-- Start of Document text --

When you select data of of your database, you just make sure that you don't pull any data that's dirty. I've done this many times, and it keeps my eye on what I'm actually doing and why those changes matter to eachother. That alone as saved me hours (perhaps days) of debugging.
PostgreSQL still needs better transaction handling before I'd call it ready for prime time. I found its limitations the hard way, attempting to port 13K lines of Oracle Embedded SQL. Imagine transaction A searching a database. Now you want transaction B to do something. It might be just two user queries open at the same time or one transaction reading one table while the second writes to another table. All well and good until one transaction closes. Then all transactions close! That just plain sucks.
However, I was able to port the entire application to Firebird--IMHO a far better database.
"Love is a familiar; Love is a devil: there is no evil angel but Love." --William Shakespeare ('Love's Labors Lost')
What's your beef with SQL Server? I worked with Sybase for years, and SQL Server is much better. As soon as the two of them split, every decision Sybase made was the wrong one. Replication and data transformation is dead simple in SQL Server. If it can handle a 300 gig database, it's more powerful than I'll ever need. It's easy to maintain with utilities like the SQL Profiler and the index tuning wizard. I'm not a DBA, and with SQL Server I don't need to be. Yeah, yeah, yeah, Microsoft shill, whatever....
two questions:
Is it a bug or just a known limitation?
Is this still an issue with current version?
*sigh* back to work...
What if your network connection flakes out for a second? Then what? That's why there is such a thing as replication, for all the times when simple copying doesn't work for some reason - there needs to be extremely thorough error handling and methods for getting the data back in synch.
This is like shooting fish in a barrel. I often don't like to harp on the OSSDB fanboys, but Oracle's database solution is second to none, and continues to pull away from the pack.

-- End of Document text --
-- Start of Extracted records --

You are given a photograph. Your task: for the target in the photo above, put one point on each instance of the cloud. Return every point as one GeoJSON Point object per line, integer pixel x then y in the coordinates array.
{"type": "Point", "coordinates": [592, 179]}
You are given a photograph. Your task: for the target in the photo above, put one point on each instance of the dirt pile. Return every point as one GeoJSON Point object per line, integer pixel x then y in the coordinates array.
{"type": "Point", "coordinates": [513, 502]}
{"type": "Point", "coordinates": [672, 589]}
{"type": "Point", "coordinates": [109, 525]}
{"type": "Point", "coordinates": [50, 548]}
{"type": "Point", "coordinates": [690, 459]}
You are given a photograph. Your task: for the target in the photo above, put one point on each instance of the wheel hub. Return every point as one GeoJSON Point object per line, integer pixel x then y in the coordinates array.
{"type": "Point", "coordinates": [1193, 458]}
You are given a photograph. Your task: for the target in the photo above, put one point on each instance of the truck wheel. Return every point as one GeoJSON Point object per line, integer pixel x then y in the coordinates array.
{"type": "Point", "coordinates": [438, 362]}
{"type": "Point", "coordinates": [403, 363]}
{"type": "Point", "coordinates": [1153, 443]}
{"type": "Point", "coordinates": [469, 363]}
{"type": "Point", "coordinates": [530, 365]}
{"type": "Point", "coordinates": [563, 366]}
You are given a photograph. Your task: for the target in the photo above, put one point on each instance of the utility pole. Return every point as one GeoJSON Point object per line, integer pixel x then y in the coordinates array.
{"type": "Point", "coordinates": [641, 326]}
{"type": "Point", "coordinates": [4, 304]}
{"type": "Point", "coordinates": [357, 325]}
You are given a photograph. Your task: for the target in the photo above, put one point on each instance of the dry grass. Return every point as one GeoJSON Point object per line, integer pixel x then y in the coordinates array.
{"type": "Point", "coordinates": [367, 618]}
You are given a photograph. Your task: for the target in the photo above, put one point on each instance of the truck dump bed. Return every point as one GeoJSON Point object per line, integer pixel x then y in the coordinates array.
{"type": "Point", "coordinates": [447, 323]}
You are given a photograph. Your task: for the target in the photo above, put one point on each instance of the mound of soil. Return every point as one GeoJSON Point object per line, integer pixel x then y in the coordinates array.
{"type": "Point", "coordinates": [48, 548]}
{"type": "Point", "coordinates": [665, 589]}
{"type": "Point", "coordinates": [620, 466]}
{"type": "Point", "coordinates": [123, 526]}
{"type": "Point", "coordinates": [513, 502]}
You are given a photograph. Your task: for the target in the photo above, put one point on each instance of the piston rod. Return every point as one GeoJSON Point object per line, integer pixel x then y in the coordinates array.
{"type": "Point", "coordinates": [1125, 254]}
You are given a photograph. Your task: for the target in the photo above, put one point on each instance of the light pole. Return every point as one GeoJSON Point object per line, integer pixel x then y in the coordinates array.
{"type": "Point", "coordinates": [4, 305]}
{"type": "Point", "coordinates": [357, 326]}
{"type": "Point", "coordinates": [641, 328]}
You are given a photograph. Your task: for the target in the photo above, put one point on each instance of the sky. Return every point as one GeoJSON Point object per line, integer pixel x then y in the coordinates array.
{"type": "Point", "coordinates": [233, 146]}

-- End of Extracted records --

» **Problem**: Reproduce the passage of the database discussion between "What's your beef" and "Microsoft shill, whatever....", inclusive, substituting "Adaptive Server Enterprise" for every "Sybase".

» **Output below**:
What's your beef with SQL Server? I worked with Adaptive Server Enterprise for years, and SQL Server is much better. As soon as the two of them split, every decision Adaptive Server Enterprise made was the wrong one. Replication and data transformation is dead simple in SQL Server. If it can handle a 300 gig database, it's more powerful than I'll ever need. It's easy to maintain with utilities like the SQL Profiler and the index tuning wizard. I'm not a DBA, and with SQL Server I don't need to be. Yeah, yeah, yeah, Microsoft shill, whatever....